* **Instructions to follow**
Copy out each of the lines below word for word.

** begin Records **

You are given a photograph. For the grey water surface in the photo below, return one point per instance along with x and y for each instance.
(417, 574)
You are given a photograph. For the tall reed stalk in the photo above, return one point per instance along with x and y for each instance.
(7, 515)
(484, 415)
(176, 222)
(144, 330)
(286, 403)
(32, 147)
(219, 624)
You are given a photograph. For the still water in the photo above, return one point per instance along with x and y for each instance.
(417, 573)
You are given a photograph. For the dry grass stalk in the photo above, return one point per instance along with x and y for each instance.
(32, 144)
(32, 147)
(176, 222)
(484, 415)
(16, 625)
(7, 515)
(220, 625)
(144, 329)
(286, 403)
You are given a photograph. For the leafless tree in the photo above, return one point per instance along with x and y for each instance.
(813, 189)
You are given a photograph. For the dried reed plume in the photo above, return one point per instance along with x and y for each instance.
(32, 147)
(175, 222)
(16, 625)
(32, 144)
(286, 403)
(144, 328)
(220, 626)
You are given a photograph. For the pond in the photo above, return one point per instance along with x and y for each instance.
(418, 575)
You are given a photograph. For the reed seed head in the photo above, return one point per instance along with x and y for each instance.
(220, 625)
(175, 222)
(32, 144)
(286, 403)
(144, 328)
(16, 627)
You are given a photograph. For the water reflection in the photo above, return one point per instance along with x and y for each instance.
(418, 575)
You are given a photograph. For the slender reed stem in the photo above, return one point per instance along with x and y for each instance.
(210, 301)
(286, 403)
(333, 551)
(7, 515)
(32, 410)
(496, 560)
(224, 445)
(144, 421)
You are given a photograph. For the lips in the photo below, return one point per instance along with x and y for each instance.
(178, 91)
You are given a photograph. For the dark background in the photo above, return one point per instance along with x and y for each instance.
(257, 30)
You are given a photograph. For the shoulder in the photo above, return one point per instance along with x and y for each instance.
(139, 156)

** end Records **

* **Finished task**
You are given a photograph. For the grey water surface in the photo below, return one point per instance along with x and y for each instance.
(417, 574)
You are given a photograph. For the tall reed stalk in the photo above, return one point per instance along with x and y for each instance.
(7, 515)
(484, 415)
(176, 222)
(144, 330)
(286, 403)
(32, 147)
(219, 624)
You are given a photograph. For the still water in the photo above, return one point per instance along with x and y for each instance.
(417, 573)
You are given a photograph. For the dry grass stalk in the photo above, return one point per instance along with x and y for each instance.
(32, 144)
(32, 147)
(176, 222)
(484, 415)
(16, 625)
(7, 515)
(220, 625)
(144, 329)
(286, 403)
You are given a photograph. For the leafless tree in the photo above, return one point per instance along with x and y for each instance.
(813, 189)
You are given a photograph. For the dried reed plume in the photo above, return one point per instance along with x and y for each instance.
(32, 147)
(175, 222)
(16, 625)
(32, 144)
(286, 403)
(144, 328)
(220, 626)
You are given a photograph. For the pond in the photo above, return one point per instance along with x and y for each instance.
(418, 575)
You are given a photograph. For the reed seed head in the photo above, return one point per instance along with x and y for each instance.
(220, 625)
(175, 222)
(32, 144)
(286, 403)
(144, 328)
(16, 627)
You are given a photograph. For the water reflection in the photo above, return one point per instance along with x and y for each instance.
(418, 575)
You are given a photograph. For the slender reed stem in the photo above, return one point per instance along with x and y for each instance.
(210, 301)
(286, 403)
(333, 551)
(7, 515)
(32, 410)
(496, 560)
(224, 445)
(144, 421)
You are given a photograph. For the lips in the photo below, return one point per instance along with x and y for each instance.
(178, 91)
You are given a photograph. For the dark background in the photo above, return one point per instance along with x and y for each instance.
(257, 30)
You are given a photograph. For the shoulder in the photo above, return one point per instance along with x and y for each instance.
(139, 156)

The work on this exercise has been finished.